- EXTRACT:
*** Begin section ***

4. Public Awareness 

First released in May 2006, in January 2013 GMAC revised the biosafety Guidelines for Research on GEs. Full details of the revised Guidelines are available on the GMAC website. 

GE Registration: 

GMAC maintains a register of approved GE products. Once the GEs under consideration are approved for release, the GEs are registered with the GMAC Secretariat. 

Procedures for Notification: 

Prior to the distribution of any agriculture-related GEs in Singapore, the importer is required to submit a proposal before GMAC. The importer should consult GMAC to determine the appropriate approval process for the agriculture-related GEs and the specific information necessary for an assessment. 

Procedures for approval: 

The GMAC will forward the proposal to the appropriate Sub-Committee. The Sub-Committee may either endorse/reject the proposal or appoint the relevant agency or an expert panel to evaluate the proposal within 90 days. The panel of experts will review and assess the risks associated with each stage of the release. The agency/expert panel will submit their recommendations to the Sub-Committee within 90 days. The GMAC decided on the recommendations of the Sub-Committee within 60 days. GMAC can request further information/clarification from the Proponent should the need arises.

*** End section ***

(Region-pointing data)
*** Begin section ***

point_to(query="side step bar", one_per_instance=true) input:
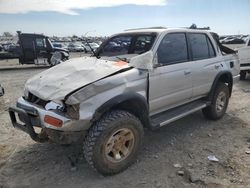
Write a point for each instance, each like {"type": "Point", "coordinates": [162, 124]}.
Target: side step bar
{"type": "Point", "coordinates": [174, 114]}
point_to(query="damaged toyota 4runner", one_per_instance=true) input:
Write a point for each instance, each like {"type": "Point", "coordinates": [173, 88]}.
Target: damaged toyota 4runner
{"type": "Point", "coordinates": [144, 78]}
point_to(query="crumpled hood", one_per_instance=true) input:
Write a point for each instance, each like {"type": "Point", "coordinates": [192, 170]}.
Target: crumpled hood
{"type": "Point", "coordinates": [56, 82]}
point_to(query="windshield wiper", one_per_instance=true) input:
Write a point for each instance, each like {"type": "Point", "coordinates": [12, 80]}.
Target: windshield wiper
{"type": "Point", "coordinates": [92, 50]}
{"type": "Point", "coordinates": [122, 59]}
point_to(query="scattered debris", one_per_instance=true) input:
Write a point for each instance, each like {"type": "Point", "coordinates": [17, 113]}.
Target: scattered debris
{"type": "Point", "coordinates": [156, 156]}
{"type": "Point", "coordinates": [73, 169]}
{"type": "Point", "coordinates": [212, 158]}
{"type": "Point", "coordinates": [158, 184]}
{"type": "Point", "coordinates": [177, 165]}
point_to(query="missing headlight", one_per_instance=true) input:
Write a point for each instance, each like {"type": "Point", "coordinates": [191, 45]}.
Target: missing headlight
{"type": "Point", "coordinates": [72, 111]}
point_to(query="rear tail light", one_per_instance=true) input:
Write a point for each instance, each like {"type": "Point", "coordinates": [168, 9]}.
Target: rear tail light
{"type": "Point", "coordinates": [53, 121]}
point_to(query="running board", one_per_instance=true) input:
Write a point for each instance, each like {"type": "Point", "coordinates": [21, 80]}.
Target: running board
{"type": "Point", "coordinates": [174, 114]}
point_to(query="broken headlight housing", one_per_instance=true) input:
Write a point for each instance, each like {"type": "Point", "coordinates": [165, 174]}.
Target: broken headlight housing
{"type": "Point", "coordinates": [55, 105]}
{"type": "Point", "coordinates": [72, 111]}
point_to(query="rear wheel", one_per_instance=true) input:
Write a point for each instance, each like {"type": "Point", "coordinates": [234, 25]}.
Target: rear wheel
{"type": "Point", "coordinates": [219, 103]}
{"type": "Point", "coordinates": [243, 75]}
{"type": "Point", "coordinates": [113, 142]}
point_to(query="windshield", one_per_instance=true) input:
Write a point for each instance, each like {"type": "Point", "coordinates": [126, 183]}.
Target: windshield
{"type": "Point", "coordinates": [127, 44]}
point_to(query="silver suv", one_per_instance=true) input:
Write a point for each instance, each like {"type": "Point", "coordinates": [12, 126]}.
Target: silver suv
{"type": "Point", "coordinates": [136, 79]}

*** End section ***

- AIM OF THE TASK: Please write out the part of the GMAC extract that begins with the words containing "4. Public Awareness" and ends with "for an assessment.", replacing "importer" with "distributor" throughout. The listing is not needed for anything here.

- PROBLEM SOLUTION:
4. Public Awareness 

First released in May 2006, in January 2013 GMAC revised the biosafety Guidelines for Research on GEs. Full details of the revised Guidelines are available on the GMAC website. 

GE Registration: 

GMAC maintains a register of approved GE products. Once the GEs under consideration are approved for release, the GEs are registered with the GMAC Secretariat. 

Procedures for Notification: 

Prior to the distribution of any agriculture-related GEs in Singapore, the distributor is required to submit a proposal before GMAC. The distributor should consult GMAC to determine the appropriate approval process for the agriculture-related GEs and the specific information necessary for an assessment.